**Task statement:** In everything from the start of the lines down to the line containing "69 110 L 42", switch "basin" to "tub" and reproduce those lines with nothing else altered. Omit the pictures from your answer.

**Dataset entries:**

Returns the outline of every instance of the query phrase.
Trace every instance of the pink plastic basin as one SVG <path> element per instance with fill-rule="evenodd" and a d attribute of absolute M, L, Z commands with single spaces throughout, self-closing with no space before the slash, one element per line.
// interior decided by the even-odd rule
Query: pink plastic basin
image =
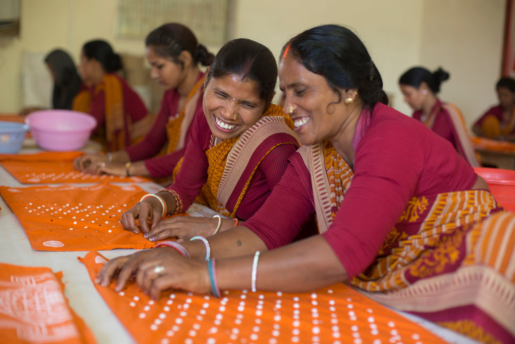
<path fill-rule="evenodd" d="M 487 167 L 474 170 L 488 184 L 495 200 L 507 210 L 515 212 L 515 171 Z"/>
<path fill-rule="evenodd" d="M 69 110 L 42 110 L 25 119 L 36 144 L 48 151 L 75 151 L 84 146 L 96 126 L 91 115 Z"/>

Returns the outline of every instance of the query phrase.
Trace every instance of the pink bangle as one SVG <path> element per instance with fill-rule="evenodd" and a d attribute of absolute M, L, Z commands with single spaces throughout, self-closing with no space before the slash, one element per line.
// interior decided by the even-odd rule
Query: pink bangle
<path fill-rule="evenodd" d="M 158 244 L 156 245 L 156 247 L 161 247 L 161 246 L 167 246 L 168 247 L 171 247 L 173 249 L 175 249 L 179 251 L 179 253 L 181 254 L 181 255 L 183 257 L 186 257 L 186 258 L 191 258 L 190 255 L 190 252 L 188 250 L 186 249 L 184 246 L 180 243 L 178 243 L 175 241 L 161 241 Z"/>

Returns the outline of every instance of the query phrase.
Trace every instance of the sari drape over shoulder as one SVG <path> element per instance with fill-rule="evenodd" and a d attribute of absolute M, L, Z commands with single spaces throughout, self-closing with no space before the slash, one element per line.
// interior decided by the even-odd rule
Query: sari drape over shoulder
<path fill-rule="evenodd" d="M 209 146 L 204 152 L 208 162 L 205 184 L 195 201 L 226 216 L 237 217 L 244 197 L 251 187 L 253 177 L 263 159 L 279 146 L 291 144 L 296 149 L 300 145 L 293 127 L 293 121 L 284 115 L 282 108 L 271 104 L 263 117 L 241 136 L 215 145 L 212 134 Z M 285 158 L 282 165 L 285 169 Z M 174 171 L 176 175 L 183 166 L 182 161 L 178 164 Z M 189 205 L 185 205 L 190 203 L 185 196 L 180 194 L 176 186 L 167 189 L 173 191 L 177 201 L 177 211 L 187 209 Z M 254 211 L 263 201 L 261 199 L 259 203 L 253 204 Z"/>

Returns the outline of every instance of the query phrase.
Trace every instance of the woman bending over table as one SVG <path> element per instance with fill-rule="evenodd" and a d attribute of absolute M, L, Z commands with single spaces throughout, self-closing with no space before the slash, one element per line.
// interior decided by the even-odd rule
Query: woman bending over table
<path fill-rule="evenodd" d="M 204 73 L 199 63 L 209 65 L 214 55 L 198 43 L 191 30 L 177 23 L 156 28 L 145 43 L 152 78 L 165 89 L 151 128 L 141 141 L 124 149 L 77 158 L 78 170 L 163 178 L 172 175 L 184 156 L 192 123 L 202 107 Z"/>
<path fill-rule="evenodd" d="M 441 83 L 449 79 L 448 73 L 439 68 L 431 73 L 415 67 L 399 80 L 404 101 L 415 110 L 413 118 L 452 143 L 458 153 L 470 165 L 479 166 L 470 141 L 465 120 L 459 109 L 444 103 L 437 96 Z"/>
<path fill-rule="evenodd" d="M 97 283 L 118 274 L 120 290 L 135 273 L 157 299 L 168 288 L 220 296 L 348 282 L 476 339 L 513 342 L 515 216 L 448 140 L 386 105 L 359 38 L 337 25 L 307 30 L 283 48 L 279 76 L 305 145 L 261 209 L 205 242 L 114 259 Z M 319 235 L 293 242 L 313 214 Z"/>
<path fill-rule="evenodd" d="M 502 78 L 495 86 L 499 105 L 490 108 L 474 124 L 479 136 L 515 141 L 515 80 Z"/>
<path fill-rule="evenodd" d="M 72 109 L 97 120 L 92 138 L 114 152 L 129 145 L 148 131 L 150 117 L 134 90 L 116 74 L 122 60 L 107 42 L 90 41 L 82 46 L 79 72 L 83 85 Z"/>
<path fill-rule="evenodd" d="M 202 109 L 175 183 L 124 214 L 122 224 L 152 241 L 188 237 L 234 226 L 254 215 L 281 179 L 300 144 L 293 122 L 271 104 L 277 80 L 272 53 L 248 39 L 226 44 L 205 78 Z M 231 219 L 175 217 L 197 198 Z M 154 220 L 151 228 L 147 218 Z M 236 221 L 237 220 L 237 221 Z"/>

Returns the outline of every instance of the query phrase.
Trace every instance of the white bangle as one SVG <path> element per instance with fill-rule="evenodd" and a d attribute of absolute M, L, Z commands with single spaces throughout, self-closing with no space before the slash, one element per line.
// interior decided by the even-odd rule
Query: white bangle
<path fill-rule="evenodd" d="M 256 251 L 254 255 L 254 261 L 252 261 L 252 280 L 250 281 L 250 289 L 252 292 L 256 291 L 256 275 L 258 274 L 258 260 L 259 259 L 259 251 Z"/>
<path fill-rule="evenodd" d="M 205 245 L 205 260 L 209 260 L 209 257 L 211 255 L 211 248 L 209 246 L 209 241 L 206 240 L 205 238 L 201 237 L 200 235 L 193 237 L 190 239 L 190 241 L 193 241 L 193 240 L 201 240 L 204 243 L 204 244 Z"/>
<path fill-rule="evenodd" d="M 145 195 L 144 196 L 141 198 L 141 199 L 140 200 L 140 202 L 143 202 L 143 201 L 147 199 L 149 197 L 155 197 L 157 199 L 159 200 L 159 202 L 160 202 L 161 204 L 161 206 L 163 207 L 163 212 L 162 212 L 163 215 L 162 217 L 161 217 L 161 219 L 162 219 L 163 218 L 164 218 L 165 216 L 166 215 L 166 204 L 164 203 L 164 200 L 163 200 L 162 198 L 157 195 L 157 194 L 154 194 L 153 193 L 147 193 L 147 194 Z"/>
<path fill-rule="evenodd" d="M 216 226 L 216 229 L 215 230 L 215 231 L 213 232 L 213 234 L 211 234 L 211 235 L 214 235 L 215 234 L 217 233 L 218 232 L 218 231 L 220 230 L 220 226 L 222 224 L 222 218 L 220 217 L 220 215 L 215 215 L 213 217 L 218 218 L 218 224 L 217 226 Z"/>

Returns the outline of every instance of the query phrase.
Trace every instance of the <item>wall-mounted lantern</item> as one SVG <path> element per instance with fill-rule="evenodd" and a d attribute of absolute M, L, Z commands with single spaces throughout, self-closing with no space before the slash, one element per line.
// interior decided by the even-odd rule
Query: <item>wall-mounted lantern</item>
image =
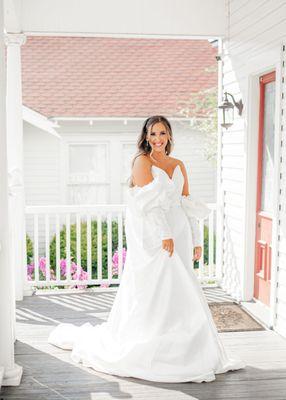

**Result for this task:**
Returns the outline of every instance of the query phrase.
Trace every instance of the pink plastic tub as one SVG <path> element per instance with fill-rule="evenodd" and a d attribute of absolute M, L, Z commands with single spaces throughout, self-closing with no space before the slash, one element per line.
// interior decided by the even-odd rule
Query: pink plastic tub
image =
<path fill-rule="evenodd" d="M 487 167 L 474 170 L 488 184 L 495 200 L 507 210 L 515 212 L 515 171 Z"/>
<path fill-rule="evenodd" d="M 69 110 L 42 110 L 25 119 L 36 144 L 48 151 L 75 151 L 84 146 L 96 126 L 91 115 Z"/>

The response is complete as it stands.